* Paginatekst:
#####

Vergoeding proceskosten eerste aanleg
4.1
Belanghebbende heeft gesteld dat de Rechtbank bij het vergoeden van de proceskosten ten onrechte is uitgegaan van samenhang tussen drie zaken welke de Rechtbank, gelijktijdig maar niet gevoegd, heeft behandeld. Ter ondersteuning van dat standpunt heeft belanghebbende aangevoerd dat het drie verschillende objecten betreft welke niet (nagenoeg) identiek zijn.
4.11
Het Hof is van oordeel dat de Rechtbank ten onrechte ervan is uitgegaan dat de drie zaken samenhangen in de zin van artikel 3, tweede lid, Bpb, aangezien de gemachtigde in die zaken niet nagenoeg identieke werkzaamheden kon verrichten gelet op de verschillen tussen de objecten. Het gelijk is aan de zijde van belanghebbende, zodat in zoverre de uitspraak van de Rechtbank moet worden vernietigd. De proceskosten worden vergoed naar het tarief ten tijde van deze Hofuitspraak (vgl. HR 17 juni 2016, nr. 15/04534, ECLI:NL:HR:2016:1203).
Slotsom
Op grond van het vorenstaande is het principaal hoger beroep ongegrond en het incidentele hoger beroep gegrond.

#####

(Vastgelegde gegevens)
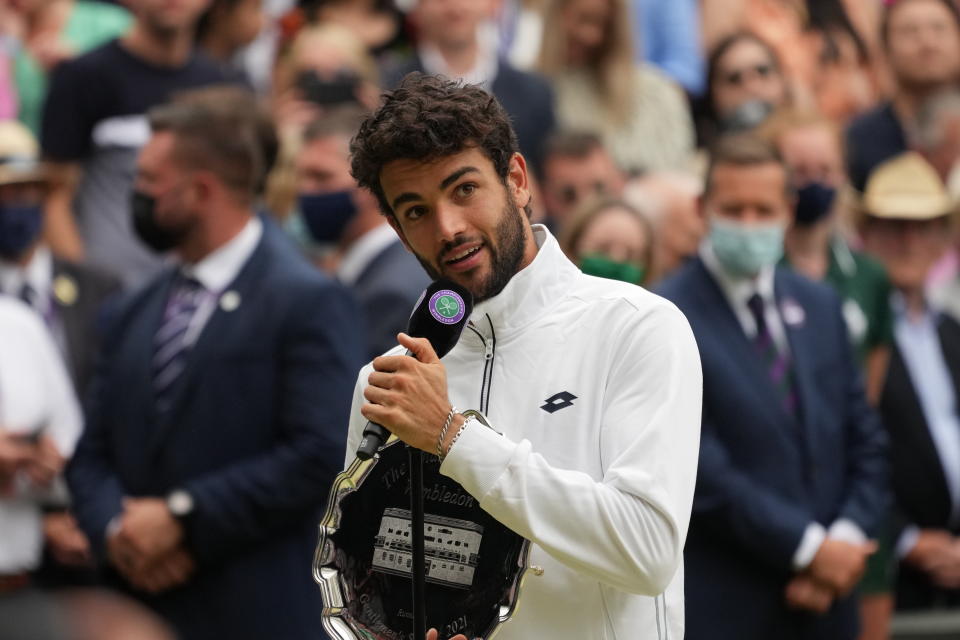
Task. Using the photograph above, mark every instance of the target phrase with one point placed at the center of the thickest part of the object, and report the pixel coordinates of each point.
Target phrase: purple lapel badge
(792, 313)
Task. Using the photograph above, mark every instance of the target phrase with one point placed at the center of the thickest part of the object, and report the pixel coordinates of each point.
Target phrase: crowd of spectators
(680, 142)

#####

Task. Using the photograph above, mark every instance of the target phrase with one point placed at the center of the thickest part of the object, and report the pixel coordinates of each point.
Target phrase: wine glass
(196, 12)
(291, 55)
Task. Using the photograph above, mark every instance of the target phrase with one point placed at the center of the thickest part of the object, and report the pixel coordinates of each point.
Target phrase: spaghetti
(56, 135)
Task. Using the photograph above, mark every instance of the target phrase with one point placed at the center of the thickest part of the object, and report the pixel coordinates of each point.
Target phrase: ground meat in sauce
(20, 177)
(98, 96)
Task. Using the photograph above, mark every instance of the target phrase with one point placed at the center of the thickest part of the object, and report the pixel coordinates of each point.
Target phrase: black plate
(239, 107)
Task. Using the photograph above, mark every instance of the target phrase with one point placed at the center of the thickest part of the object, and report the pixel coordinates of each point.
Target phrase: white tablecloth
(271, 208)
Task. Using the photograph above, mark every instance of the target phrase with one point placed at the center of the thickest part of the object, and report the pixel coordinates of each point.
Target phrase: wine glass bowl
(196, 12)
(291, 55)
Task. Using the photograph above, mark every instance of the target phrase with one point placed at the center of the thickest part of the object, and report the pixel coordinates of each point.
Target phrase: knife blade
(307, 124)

#####

* Opgaven:
[1] Beantwoord de volgende vragen over de tekst over de proceskosten.
(a) Hoeveel zaken heeft de Rechtbank gelijktijdig maar niet gevoegd behandeld?
(b) Naar welk tarief worden de proceskosten vergoed?
(c) Hoe wordt het incidentele hoger beroep in de slotsom beoordeeld?
[2] Haal uit de tekst over de proceskosten letterlijk het deel dat opent met de woorden "Vergoeding proceskosten eerste" en sluit met "(nagenoeg) identiek zijn.".

* Oplossingen:
[1]
(a) Drie zaken.
(b) Naar het tarief ten tijde van de Hofuitspraak.
(c) Als gegrond.

[2]
Vergoeding proceskosten eerste aanleg
4.1
Belanghebbende heeft gesteld dat de Rechtbank bij het vergoeden van de proceskosten ten onrechte is uitgegaan van samenhang tussen drie zaken welke de Rechtbank, gelijktijdig maar niet gevoegd, heeft behandeld. Ter ondersteuning van dat standpunt heeft belanghebbende aangevoerd dat het drie verschillende objecten betreft welke niet (nagenoeg) identiek zijn.